• **Your objective**: Go through the material below and pick out each line that contains the word "tree". Copy those lines.

BEGIN Data entries

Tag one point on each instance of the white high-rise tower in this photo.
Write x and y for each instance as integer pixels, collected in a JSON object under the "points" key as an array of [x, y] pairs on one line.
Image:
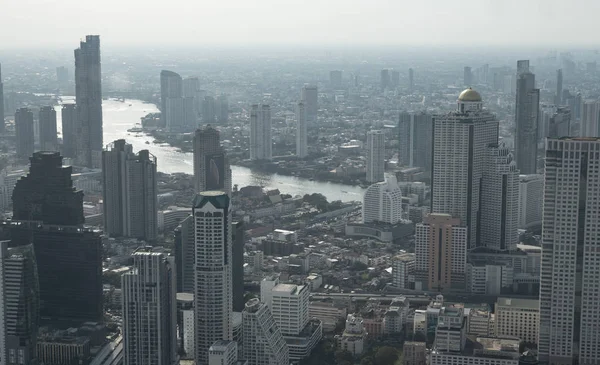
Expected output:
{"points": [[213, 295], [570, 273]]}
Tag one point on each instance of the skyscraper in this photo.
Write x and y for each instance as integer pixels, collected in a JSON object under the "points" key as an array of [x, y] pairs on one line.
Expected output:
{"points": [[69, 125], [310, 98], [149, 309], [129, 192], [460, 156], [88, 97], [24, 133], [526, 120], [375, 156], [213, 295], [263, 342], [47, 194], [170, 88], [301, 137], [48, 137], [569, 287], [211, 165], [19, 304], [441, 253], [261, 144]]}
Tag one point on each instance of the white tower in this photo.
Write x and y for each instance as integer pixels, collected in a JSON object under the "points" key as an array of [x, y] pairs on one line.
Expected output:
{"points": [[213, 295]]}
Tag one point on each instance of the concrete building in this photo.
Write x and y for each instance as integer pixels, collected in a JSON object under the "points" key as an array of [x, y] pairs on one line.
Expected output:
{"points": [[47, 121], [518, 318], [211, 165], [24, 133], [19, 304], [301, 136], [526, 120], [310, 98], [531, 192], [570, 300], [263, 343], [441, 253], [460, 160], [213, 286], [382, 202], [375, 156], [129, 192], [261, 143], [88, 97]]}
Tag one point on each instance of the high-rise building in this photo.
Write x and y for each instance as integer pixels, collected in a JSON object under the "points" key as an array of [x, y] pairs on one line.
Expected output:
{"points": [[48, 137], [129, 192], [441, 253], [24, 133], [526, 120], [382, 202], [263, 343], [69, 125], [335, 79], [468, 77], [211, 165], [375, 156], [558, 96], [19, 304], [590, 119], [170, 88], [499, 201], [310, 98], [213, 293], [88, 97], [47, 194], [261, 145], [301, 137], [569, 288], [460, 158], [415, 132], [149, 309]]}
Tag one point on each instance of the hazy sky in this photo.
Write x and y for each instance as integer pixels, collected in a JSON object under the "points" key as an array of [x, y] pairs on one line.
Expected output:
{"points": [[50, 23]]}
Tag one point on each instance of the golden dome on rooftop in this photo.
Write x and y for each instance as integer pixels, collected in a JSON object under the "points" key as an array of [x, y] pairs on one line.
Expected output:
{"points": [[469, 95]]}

END Data entries
BEGIN Data entries

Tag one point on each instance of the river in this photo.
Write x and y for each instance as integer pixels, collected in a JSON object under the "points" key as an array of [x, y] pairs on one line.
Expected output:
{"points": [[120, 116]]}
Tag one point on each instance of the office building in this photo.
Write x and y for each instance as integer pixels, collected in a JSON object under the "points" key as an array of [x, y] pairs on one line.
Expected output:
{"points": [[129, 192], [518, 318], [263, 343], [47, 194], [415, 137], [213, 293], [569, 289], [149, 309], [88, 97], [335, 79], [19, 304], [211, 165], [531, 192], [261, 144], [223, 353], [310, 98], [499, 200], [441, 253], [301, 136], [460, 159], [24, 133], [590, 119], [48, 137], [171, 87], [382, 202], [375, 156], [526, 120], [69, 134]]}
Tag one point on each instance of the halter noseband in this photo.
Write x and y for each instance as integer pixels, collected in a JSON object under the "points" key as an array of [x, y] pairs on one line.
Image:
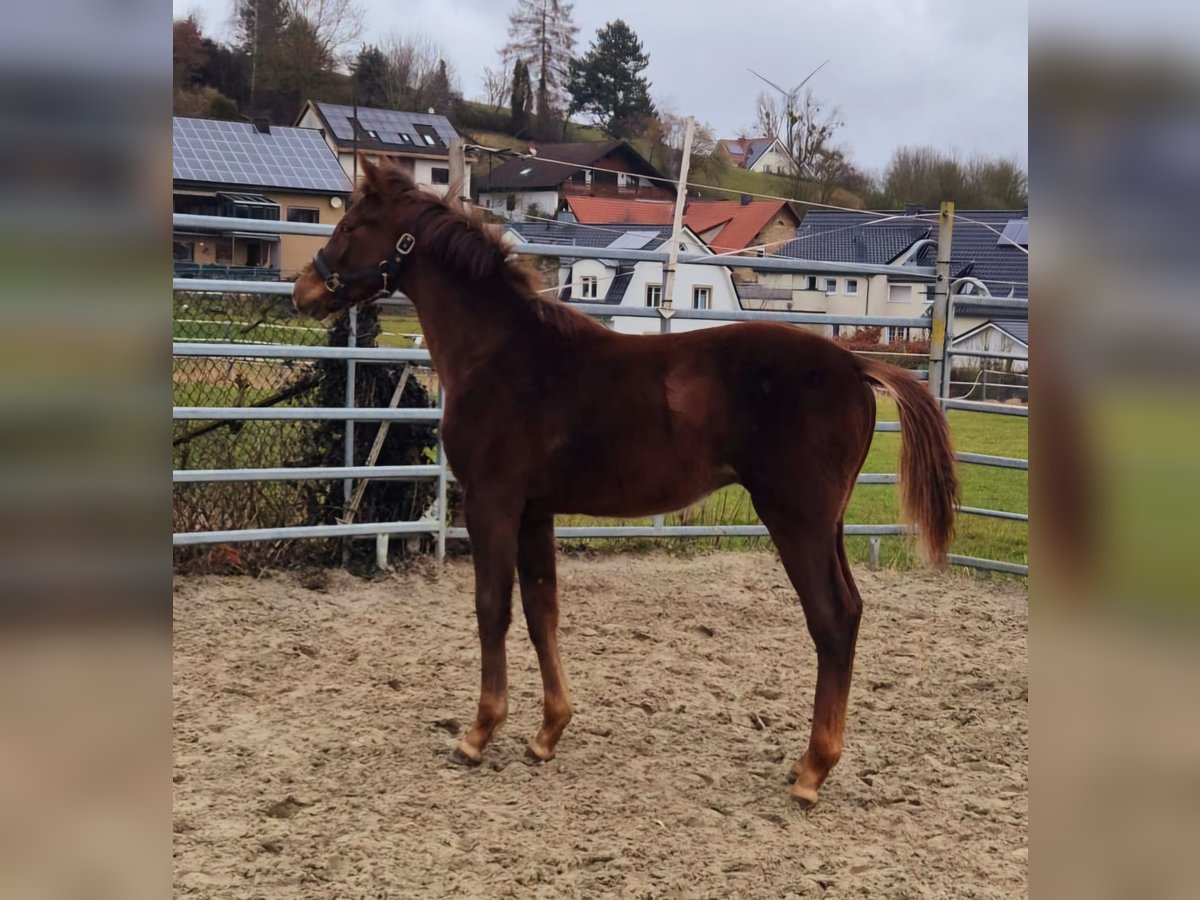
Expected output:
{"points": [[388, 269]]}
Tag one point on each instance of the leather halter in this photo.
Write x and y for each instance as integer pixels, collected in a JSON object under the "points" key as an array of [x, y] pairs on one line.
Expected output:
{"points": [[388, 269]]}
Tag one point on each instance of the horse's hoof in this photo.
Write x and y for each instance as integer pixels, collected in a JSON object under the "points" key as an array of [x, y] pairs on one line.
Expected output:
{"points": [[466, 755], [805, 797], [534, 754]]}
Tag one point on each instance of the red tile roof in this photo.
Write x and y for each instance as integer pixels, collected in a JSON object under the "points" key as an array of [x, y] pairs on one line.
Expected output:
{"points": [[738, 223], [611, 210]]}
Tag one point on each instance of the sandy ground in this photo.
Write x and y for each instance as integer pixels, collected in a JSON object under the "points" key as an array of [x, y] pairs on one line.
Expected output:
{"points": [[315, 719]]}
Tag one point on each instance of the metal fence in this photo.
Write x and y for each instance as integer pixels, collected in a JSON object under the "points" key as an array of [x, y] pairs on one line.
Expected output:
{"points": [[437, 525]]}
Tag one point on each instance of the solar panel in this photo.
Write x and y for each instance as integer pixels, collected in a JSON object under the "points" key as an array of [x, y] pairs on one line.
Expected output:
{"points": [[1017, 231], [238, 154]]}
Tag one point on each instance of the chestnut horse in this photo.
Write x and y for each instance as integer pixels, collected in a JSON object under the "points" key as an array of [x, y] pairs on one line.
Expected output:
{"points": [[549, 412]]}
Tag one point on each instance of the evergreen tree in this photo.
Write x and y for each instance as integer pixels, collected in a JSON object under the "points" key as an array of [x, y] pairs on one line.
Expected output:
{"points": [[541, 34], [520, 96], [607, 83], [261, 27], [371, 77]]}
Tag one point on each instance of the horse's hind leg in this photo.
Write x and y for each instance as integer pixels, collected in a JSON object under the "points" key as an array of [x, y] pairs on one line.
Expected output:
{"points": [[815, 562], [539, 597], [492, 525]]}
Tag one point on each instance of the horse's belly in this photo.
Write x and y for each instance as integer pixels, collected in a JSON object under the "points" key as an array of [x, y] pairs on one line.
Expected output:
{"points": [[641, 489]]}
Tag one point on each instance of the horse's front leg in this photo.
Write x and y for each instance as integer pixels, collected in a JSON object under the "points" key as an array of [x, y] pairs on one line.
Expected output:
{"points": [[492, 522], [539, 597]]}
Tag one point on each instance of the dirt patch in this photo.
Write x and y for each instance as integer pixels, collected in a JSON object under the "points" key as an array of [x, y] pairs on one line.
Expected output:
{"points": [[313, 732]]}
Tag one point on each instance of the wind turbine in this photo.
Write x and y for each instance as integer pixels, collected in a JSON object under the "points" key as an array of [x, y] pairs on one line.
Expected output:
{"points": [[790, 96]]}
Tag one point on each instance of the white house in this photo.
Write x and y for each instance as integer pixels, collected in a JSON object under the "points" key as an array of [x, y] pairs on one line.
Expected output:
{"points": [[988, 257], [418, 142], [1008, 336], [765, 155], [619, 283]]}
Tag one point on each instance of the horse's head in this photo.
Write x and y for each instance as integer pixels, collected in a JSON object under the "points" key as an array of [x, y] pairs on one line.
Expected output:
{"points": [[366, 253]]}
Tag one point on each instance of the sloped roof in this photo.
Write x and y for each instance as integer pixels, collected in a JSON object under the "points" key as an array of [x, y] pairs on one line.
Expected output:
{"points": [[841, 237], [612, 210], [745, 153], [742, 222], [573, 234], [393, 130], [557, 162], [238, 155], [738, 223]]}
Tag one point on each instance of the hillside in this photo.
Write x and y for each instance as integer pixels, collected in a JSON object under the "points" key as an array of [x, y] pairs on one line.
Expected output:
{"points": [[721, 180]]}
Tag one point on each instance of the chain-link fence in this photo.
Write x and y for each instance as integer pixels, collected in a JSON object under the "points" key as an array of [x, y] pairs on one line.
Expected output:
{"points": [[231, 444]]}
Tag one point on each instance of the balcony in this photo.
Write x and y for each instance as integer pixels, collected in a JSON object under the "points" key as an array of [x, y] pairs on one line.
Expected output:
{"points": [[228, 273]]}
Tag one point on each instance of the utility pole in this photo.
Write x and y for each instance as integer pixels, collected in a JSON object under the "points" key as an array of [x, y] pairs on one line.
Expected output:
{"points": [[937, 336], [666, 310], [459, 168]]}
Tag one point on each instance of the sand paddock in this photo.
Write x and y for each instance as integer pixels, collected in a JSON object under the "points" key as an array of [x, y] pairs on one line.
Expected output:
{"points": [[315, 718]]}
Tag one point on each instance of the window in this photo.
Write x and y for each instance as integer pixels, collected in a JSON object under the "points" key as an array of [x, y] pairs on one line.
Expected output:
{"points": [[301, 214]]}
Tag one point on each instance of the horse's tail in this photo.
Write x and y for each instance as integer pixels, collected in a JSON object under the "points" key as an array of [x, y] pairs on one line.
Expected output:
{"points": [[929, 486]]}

END Data entries
BEGIN Data entries

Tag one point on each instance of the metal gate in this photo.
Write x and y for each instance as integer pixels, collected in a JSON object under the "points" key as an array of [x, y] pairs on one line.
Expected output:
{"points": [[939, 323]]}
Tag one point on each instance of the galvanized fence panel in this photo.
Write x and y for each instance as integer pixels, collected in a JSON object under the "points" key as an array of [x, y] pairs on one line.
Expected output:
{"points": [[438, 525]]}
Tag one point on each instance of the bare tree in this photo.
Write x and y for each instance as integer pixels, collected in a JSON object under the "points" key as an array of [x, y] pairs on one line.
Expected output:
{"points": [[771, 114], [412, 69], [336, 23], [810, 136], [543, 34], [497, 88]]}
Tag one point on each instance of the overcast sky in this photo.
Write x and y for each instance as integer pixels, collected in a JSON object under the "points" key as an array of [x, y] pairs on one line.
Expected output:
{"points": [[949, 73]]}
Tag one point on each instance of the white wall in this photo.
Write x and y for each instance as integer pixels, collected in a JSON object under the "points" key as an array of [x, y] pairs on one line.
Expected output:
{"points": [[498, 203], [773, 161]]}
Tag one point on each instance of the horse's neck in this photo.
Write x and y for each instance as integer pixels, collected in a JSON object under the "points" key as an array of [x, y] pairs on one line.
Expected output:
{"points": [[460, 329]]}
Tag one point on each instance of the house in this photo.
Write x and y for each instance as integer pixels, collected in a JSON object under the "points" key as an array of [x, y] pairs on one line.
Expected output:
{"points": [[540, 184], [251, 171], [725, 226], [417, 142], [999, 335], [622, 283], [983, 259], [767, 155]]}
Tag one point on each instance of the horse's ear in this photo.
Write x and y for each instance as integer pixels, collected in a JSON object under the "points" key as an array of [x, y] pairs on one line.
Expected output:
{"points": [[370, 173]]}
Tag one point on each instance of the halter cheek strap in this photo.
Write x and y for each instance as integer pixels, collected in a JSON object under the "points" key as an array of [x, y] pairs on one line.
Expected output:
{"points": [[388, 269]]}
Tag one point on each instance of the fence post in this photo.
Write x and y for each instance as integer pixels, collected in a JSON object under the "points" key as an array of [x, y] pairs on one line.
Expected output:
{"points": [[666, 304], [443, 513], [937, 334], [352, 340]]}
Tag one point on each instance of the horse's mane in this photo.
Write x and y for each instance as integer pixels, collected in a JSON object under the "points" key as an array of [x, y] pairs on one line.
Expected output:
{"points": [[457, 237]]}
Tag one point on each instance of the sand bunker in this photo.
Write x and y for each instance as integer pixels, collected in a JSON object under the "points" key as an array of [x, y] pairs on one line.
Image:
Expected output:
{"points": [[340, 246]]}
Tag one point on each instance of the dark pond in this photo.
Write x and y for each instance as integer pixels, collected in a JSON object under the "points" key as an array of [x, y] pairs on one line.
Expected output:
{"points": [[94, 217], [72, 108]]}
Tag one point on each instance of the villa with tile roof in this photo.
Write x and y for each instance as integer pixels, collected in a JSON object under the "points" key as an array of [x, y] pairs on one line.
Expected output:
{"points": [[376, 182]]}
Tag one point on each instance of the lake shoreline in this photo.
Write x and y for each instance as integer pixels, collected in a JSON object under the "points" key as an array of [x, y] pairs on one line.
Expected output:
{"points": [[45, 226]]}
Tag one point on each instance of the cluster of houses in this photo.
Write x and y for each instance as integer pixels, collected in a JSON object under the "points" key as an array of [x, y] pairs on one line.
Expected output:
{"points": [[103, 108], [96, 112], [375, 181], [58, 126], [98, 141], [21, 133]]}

END Data entries

• **Task result**:
Tag one point on each instance of the evergreen tree in this photo.
Tag one point on each instance of the bare tree in this photo.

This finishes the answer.